(Stored data)
BEGIN
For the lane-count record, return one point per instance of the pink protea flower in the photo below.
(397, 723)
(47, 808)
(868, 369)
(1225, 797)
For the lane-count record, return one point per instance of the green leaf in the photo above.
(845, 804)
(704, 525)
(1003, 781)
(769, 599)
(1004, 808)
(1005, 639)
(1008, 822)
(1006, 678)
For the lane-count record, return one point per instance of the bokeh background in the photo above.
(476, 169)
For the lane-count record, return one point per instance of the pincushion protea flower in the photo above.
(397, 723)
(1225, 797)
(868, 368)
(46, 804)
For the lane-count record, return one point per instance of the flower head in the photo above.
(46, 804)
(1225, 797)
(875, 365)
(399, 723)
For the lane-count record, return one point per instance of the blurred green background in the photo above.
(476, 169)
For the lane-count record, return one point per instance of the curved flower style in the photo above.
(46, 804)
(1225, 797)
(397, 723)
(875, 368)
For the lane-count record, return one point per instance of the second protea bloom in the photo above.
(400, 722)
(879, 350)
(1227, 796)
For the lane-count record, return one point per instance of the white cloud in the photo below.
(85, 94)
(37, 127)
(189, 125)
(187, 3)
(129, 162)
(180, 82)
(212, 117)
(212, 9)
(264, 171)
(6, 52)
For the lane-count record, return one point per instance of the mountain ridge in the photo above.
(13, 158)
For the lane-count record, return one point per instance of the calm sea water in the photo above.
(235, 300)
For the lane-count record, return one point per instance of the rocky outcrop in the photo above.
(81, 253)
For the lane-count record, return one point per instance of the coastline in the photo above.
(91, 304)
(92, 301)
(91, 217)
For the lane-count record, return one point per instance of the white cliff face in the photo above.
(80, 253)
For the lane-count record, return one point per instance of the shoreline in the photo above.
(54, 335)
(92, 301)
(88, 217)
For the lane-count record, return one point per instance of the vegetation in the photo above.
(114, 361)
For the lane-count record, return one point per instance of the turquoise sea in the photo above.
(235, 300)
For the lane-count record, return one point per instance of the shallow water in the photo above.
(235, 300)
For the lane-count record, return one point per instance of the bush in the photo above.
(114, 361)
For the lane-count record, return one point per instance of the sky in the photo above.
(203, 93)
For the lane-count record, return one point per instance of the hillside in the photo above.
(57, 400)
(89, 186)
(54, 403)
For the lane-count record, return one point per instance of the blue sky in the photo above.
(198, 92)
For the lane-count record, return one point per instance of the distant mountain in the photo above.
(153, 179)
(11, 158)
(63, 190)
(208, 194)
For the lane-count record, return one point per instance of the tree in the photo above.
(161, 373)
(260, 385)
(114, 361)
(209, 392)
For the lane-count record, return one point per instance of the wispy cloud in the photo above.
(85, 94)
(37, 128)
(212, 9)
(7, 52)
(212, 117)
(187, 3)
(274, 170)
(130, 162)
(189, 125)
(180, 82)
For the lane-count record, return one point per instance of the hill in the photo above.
END
§ TASK INSTRUCTIONS
Reproduce the final stretch of the data above: every line from the one holding "the sky in the photo above." through the end, inclusive, exactly as written and nothing else.

§ YOUR RESPONSE
For the lane-count record, return one point per instance of the sky in the photo above.
(203, 93)
For the lane-count record, return one point per instance of the hillside in the photo above.
(57, 400)
(89, 186)
(54, 403)
For the lane-count record, return one point per instance of the blue sky in the photo above.
(198, 92)
For the lane-count record, return one point per instance of the distant mountain in the photo above.
(153, 179)
(11, 158)
(63, 190)
(208, 194)
For the lane-count record, return one point per instance of the tree in the photo above.
(161, 373)
(260, 385)
(114, 361)
(209, 392)
For the lane-count record, return one point per instance of the wispy cloud in the photo above.
(85, 94)
(37, 128)
(212, 9)
(7, 52)
(212, 117)
(187, 3)
(274, 170)
(130, 162)
(189, 125)
(180, 82)
For the lane-count record, return one point per instance of the hill in the photo above.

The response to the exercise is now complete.